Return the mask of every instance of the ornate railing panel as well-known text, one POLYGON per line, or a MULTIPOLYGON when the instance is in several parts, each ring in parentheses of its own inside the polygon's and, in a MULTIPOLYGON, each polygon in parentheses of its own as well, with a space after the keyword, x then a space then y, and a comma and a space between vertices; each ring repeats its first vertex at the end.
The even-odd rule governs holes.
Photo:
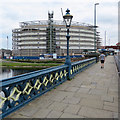
POLYGON ((67 65, 0 81, 1 117, 67 80, 67 65))
POLYGON ((27 104, 96 62, 86 59, 0 81, 0 118, 27 104))

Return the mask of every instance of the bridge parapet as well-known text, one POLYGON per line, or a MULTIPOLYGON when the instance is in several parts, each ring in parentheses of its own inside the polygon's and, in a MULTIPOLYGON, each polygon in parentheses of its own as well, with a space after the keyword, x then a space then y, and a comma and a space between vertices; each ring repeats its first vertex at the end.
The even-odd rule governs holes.
MULTIPOLYGON (((96 58, 73 62, 71 78, 94 63, 96 58)), ((61 65, 0 81, 0 118, 65 82, 68 72, 69 66, 61 65)))

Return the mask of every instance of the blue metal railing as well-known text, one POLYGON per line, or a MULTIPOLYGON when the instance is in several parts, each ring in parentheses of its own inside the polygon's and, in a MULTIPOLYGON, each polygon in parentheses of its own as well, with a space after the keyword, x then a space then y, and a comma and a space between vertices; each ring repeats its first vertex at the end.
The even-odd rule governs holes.
POLYGON ((38 96, 53 89, 94 64, 96 58, 61 65, 44 70, 30 72, 0 81, 0 117, 4 118, 11 112, 27 104, 38 96))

□ □ □ □ □

WRITTEN PROBLEM: Write out all the items above again, substituting "nonzero winding rule" for "even-odd rule" wherever it occurs and changing nothing else. Omit the pictures.

COMPLETED TASK:
Return the mask of every instance of the ornate railing panel as well-known text, one POLYGON per line, or a MULTIPOLYGON when the instance is in several parts, each ring in parentheses of its own inside the polygon's and, in a MULTIPOLYGON, each polygon in parentheses of its own as well, with a space after the keyword, x then a space then y, and a comma and a space between vertices; each ring repeats its first vertex at the end.
The nonzero winding rule governs holes.
Photo:
POLYGON ((67 65, 0 81, 1 117, 67 80, 67 65))
POLYGON ((27 104, 96 62, 86 59, 0 81, 0 118, 27 104))

Return the mask of every instance of the bridge parapet as well-known text, one POLYGON per line, or a MULTIPOLYGON when the instance is in several parts, each ring in parentheses of its own inside the polygon's and, in a MULTIPOLYGON, each polygon in parentheses of its own as well, with a space after the keyword, x then a space then y, and a comma and a space between vertices; each ring repeats its first vertex at the end.
The nonzero winding rule governs holes.
MULTIPOLYGON (((96 58, 73 62, 71 78, 94 63, 96 58)), ((61 65, 0 81, 0 118, 65 82, 68 72, 69 66, 61 65)))

Return the mask of every instance of the blue metal railing as well-known text, one POLYGON per line, or a MULTIPOLYGON when the instance is in several parts, each ring in parentheses of its own inside the polygon's and, in a MULTIPOLYGON, each polygon in parentheses of its own as well, with a space after the keyword, x then a space then y, and a comma and a space between vertices; each ring repeats its first vertex at the end.
The nonzero winding rule governs holes.
POLYGON ((38 96, 53 89, 94 64, 96 58, 61 65, 44 70, 30 72, 0 81, 0 117, 4 118, 11 112, 27 104, 38 96))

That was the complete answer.